Written instruction: Starting at the line that contains "lamp in this photo." and running through the end of the items, rename "street lamp" as "streetlight" and give those lines again, otherwise unchanged.

Extracted entries:

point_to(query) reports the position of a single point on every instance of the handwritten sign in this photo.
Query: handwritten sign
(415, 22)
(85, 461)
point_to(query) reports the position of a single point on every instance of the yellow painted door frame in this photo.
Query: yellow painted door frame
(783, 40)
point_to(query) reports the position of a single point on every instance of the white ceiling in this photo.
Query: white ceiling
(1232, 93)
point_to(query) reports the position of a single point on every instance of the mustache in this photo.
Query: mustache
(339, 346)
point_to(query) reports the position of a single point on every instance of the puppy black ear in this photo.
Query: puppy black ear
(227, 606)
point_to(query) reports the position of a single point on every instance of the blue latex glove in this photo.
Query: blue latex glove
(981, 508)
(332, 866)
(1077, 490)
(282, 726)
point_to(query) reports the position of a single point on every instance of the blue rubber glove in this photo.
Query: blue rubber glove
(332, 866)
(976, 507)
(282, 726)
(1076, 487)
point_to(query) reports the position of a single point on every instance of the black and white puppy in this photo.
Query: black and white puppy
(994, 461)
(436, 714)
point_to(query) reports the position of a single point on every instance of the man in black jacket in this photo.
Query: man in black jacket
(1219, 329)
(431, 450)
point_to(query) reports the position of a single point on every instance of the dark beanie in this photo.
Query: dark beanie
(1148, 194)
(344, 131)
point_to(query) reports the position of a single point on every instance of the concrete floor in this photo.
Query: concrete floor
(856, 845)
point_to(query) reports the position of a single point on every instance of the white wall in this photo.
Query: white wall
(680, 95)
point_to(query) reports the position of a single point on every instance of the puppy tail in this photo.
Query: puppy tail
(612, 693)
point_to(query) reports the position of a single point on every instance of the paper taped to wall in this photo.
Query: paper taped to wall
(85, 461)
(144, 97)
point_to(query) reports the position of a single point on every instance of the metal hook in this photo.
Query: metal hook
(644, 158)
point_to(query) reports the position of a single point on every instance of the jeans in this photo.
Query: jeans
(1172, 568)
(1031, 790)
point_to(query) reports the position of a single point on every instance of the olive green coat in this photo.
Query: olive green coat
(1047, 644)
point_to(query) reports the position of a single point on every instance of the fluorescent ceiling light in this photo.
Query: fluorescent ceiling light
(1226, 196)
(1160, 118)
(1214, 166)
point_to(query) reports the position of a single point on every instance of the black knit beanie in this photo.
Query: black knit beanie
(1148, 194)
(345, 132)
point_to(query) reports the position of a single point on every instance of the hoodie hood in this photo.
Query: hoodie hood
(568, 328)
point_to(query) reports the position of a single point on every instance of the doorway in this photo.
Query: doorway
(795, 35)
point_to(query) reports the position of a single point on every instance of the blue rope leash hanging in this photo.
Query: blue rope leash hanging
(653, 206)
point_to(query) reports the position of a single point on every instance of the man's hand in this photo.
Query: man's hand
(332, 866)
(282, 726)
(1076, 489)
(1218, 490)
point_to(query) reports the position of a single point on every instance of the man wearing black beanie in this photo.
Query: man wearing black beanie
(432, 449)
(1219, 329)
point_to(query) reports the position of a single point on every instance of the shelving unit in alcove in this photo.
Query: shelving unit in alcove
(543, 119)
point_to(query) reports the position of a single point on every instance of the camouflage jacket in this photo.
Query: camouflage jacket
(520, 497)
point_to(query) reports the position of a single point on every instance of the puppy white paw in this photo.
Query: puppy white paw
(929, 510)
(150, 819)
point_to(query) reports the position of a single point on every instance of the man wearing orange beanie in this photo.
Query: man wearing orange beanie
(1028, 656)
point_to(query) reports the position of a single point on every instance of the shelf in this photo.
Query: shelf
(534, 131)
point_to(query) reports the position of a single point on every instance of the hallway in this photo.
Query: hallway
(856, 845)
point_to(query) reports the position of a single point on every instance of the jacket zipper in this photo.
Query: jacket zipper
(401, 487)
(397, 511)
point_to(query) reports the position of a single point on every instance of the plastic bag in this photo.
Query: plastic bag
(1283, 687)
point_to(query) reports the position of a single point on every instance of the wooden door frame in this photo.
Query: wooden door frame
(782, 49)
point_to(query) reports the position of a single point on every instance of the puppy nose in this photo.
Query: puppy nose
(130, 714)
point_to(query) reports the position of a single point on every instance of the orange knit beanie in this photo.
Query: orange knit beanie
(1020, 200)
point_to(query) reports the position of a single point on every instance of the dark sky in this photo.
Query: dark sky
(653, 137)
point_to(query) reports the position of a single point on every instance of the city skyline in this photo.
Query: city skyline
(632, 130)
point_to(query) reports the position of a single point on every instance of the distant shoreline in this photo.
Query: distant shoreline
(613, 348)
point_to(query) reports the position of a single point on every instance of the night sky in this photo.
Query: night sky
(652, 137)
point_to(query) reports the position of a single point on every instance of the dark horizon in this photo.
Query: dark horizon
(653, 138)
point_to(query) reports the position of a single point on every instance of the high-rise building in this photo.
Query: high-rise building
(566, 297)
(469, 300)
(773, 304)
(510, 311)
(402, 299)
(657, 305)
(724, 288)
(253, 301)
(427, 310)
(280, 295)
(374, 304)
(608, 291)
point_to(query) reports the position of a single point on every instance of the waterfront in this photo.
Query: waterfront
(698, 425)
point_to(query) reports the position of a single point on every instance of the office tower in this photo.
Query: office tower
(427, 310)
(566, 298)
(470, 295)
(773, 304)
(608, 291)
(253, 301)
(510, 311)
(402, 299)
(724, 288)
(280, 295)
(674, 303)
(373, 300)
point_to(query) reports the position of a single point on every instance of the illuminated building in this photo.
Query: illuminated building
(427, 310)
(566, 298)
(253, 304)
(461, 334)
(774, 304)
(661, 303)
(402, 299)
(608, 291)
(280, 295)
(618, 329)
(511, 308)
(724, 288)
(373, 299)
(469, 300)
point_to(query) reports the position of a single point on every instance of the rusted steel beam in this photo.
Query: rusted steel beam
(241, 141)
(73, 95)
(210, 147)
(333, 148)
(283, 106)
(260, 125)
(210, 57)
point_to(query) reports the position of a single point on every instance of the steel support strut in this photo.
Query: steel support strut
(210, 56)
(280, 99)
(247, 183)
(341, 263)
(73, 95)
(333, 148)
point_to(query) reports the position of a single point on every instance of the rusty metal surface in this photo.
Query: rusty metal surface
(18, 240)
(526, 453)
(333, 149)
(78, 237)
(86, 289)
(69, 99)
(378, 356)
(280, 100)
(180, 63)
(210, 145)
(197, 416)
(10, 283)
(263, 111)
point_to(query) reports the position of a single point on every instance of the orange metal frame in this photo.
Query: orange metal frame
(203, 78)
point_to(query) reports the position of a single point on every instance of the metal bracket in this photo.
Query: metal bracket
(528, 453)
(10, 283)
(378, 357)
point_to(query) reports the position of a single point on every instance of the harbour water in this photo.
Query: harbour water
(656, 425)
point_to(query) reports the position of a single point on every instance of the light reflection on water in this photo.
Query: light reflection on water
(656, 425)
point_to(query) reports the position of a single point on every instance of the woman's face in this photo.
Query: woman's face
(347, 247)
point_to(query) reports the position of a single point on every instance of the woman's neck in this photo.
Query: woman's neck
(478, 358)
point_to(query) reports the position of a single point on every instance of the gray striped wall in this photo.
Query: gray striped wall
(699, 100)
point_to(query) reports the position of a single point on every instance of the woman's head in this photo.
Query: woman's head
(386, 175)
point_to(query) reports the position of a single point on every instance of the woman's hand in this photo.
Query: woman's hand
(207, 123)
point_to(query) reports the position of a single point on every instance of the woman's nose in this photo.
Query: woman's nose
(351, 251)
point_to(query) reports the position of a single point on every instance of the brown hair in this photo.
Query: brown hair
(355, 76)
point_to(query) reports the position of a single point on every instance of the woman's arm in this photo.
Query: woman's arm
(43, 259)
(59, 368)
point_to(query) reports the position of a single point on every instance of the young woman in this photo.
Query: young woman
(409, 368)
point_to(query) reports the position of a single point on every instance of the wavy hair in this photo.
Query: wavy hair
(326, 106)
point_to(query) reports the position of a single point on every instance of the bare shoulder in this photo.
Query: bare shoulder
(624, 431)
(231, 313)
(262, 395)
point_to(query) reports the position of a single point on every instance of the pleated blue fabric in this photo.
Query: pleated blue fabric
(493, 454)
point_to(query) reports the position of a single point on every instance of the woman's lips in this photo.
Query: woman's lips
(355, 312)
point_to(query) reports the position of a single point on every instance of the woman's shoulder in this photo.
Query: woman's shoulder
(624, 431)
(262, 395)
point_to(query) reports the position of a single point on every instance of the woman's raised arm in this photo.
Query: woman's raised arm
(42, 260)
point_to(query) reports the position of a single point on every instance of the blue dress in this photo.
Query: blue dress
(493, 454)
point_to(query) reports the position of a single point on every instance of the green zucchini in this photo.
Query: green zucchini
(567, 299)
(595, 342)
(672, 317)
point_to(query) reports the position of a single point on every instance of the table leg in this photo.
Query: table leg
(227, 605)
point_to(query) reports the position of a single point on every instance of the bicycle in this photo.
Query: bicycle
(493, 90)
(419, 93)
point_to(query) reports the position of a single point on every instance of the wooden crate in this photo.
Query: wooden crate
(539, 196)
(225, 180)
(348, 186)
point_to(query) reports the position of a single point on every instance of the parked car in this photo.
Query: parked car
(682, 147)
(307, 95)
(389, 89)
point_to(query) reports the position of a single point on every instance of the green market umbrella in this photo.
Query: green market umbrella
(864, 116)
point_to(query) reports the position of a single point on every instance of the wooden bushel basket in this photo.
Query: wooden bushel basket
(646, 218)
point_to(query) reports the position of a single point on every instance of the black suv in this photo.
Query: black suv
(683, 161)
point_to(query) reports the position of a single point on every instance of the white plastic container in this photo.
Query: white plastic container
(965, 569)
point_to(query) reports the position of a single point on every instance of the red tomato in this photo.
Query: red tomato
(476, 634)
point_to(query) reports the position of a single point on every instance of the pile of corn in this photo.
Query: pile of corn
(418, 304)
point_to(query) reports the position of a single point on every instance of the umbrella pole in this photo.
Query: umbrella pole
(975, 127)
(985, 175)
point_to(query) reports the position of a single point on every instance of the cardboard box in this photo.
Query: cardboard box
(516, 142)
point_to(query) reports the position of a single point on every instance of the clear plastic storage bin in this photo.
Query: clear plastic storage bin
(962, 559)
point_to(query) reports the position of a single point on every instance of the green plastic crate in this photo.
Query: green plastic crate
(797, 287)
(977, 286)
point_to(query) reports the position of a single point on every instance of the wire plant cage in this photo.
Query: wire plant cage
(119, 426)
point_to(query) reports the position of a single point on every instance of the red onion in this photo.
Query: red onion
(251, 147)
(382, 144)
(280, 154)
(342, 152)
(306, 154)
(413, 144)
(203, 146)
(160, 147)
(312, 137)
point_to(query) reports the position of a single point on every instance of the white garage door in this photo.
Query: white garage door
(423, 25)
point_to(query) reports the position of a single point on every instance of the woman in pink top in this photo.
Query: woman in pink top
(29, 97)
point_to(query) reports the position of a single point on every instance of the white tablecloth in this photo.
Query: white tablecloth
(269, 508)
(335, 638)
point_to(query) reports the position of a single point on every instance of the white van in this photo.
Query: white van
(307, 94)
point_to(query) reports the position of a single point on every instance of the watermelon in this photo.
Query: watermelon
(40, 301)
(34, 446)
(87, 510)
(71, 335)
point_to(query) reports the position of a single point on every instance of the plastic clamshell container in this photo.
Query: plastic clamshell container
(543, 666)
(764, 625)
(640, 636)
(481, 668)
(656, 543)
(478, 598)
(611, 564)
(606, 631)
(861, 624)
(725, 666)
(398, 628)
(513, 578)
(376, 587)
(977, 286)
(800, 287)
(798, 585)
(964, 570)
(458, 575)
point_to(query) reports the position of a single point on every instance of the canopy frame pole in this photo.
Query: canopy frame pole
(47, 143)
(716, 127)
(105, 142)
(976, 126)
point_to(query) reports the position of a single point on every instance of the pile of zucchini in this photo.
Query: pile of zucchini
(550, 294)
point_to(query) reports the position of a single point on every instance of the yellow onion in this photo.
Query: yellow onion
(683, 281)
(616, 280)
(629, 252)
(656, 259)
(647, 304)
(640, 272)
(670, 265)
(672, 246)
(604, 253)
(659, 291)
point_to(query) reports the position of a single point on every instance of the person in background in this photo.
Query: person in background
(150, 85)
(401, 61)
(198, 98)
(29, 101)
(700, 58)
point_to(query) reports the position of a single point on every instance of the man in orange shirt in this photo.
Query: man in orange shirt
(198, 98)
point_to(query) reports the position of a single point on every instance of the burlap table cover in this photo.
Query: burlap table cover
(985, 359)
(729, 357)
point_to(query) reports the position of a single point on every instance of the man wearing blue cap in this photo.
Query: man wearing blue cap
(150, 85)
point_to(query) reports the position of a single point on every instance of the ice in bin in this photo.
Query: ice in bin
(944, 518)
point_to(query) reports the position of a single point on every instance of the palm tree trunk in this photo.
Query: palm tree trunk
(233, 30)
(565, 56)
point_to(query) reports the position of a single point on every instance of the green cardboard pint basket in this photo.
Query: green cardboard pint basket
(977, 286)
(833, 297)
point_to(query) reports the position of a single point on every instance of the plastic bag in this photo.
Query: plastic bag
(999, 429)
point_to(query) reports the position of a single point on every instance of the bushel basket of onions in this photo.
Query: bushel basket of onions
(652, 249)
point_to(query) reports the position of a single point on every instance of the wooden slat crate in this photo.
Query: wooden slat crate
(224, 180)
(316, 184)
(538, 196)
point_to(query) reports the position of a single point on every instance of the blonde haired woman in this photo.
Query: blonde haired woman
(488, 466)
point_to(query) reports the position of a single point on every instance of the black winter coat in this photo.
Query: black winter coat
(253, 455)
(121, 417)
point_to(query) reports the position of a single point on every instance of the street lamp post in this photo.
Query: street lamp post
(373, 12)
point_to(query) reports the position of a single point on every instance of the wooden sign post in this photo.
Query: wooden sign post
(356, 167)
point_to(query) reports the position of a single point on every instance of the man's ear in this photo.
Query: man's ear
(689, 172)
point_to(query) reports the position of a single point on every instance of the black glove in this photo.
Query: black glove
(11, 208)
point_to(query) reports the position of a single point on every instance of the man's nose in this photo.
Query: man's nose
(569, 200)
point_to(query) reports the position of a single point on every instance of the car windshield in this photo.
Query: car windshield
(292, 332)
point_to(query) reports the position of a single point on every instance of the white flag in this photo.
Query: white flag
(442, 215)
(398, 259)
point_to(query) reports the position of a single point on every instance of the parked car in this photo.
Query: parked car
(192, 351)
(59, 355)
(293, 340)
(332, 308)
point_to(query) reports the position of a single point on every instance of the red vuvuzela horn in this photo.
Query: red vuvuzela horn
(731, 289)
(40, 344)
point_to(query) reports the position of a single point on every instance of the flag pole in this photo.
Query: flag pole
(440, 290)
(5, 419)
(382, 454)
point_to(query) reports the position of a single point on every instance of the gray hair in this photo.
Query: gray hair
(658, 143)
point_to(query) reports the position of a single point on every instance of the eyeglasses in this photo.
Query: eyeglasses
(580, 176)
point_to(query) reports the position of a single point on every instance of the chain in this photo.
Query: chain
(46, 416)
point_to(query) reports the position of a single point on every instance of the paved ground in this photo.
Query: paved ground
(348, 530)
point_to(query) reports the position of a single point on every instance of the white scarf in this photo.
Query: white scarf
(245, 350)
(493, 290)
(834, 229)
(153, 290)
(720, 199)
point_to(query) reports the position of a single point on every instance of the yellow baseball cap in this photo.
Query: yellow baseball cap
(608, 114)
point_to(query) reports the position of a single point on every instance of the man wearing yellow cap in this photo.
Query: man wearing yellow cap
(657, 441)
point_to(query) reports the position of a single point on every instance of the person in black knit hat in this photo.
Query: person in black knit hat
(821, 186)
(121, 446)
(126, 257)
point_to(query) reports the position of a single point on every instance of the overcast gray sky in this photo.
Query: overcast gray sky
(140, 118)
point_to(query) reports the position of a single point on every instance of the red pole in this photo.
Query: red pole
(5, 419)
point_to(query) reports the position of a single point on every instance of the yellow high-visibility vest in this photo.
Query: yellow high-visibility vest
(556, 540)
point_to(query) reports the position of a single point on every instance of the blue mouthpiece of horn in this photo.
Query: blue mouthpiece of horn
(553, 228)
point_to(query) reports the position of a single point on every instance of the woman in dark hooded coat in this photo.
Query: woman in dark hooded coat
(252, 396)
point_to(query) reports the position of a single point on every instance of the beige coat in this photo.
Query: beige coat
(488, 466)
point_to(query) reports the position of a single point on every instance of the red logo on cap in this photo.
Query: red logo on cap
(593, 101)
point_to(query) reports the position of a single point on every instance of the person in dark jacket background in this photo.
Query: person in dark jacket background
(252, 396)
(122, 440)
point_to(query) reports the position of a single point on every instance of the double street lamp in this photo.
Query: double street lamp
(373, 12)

Response:
point_to(query) reports the position of a single point on every instance of the double streetlight in this photo.
Query: double streetlight
(373, 12)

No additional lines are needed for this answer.